━━ EXTRAIT DE PAGE

Pour constater un usage qui n'est inconnu à aucuns savans, je pourrois
accumuler ici une foule des plus grands hommes , & des plus dignes d'être
nos modelés à tous égards qui se sont déguisés, non-seulement sous des noms de
Compagnies comme les précédens, & qui n'en ont reçu aucuns reproches; mais
encore sous des noms de particuliers connus & des plus respectables, sous
des noms de Souverains même. Ceux d'Aristote, de Cicéron, de Virgile , ont
servi de masque à des Auteurs; [188] on a emprunté ceux de saint Athanase ,de
saint Augustin & des autres Peres de l'Eglise ; on s'est déguisé sous ceux d'Alexandre,
de César, de Charlemagne & de Louis XIV. Est-ce faire déshonneur à
Messieurs de Dijon de les mettre à la suite de ces noms fameux ? Et ces
déguisemens , je le répete, ayant été affectés par les plus grands hommes de
tous les siecles, ne m'est-il pas bien doux de partager avec eux & avec les
Sciences & les Arts, dont ils sont l'honneur, l'anathême émané du tribunal
de l'Académie de Dijon?

━━━━
━━ DONNÉES DISPONIBLES

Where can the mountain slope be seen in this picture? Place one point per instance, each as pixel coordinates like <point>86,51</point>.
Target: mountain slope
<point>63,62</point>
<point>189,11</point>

━━━━

### SÉRIE D'EXERCICES
A – Dans l'extrait sur les noms d'emprunt, quels noms de souverains ont servi de déguisement à des auteurs ?
B – Prolongez l'extrait sur les noms d'emprunt à partir de sa dernière phrase.

### EXERCICES CORRIGÉS
A – Alexandre, César, Charlemagne et Louis XIV.

B –
Je conviens qu'un Auteur qui mettroit sous le
compte d'un autre des infamies, feroit une fausseté indigne d'un homme de
Lettres. Mais bien loin que l'Académie de Dijon puisse rien me reprocher de
pareil , elle ne sauroit désavouer que de tous les illustres Auteurs déguisés ,
pas un seul n'a eu un but plus louable & plus honnête que celui que je me
suis proposé dans cet innocent stratagême; car, malgré la colere qui a ces
Messieurs, quels reproches me sont-ils ? J'ai cru, selon eux, intéresser le
public dans une querelle qui n'a que trop duré; c'est-à-dire , j'ai cru
intéresser le public en faveur des Sciences & des Arts dans la guerre que
leur a déclaré l'Académie de Dijon; guerre qui n'a que trop duré, sans
doute, parce qu'elle a dû donner à ces Messieurs des regrets de l'avoir
suscitée. J'ai cru laisser entrevoir à ce public quelque semence de
division dans la société de Dijon; & qu'il y avoir parmi ces Messieurs
quelqu'un d'assez peu soumis à leur décision pour croire que ces Sciences &
ces Beaux-Arts; loin de corrompre les moeurs , les rendent plus pures &
plus parfaites.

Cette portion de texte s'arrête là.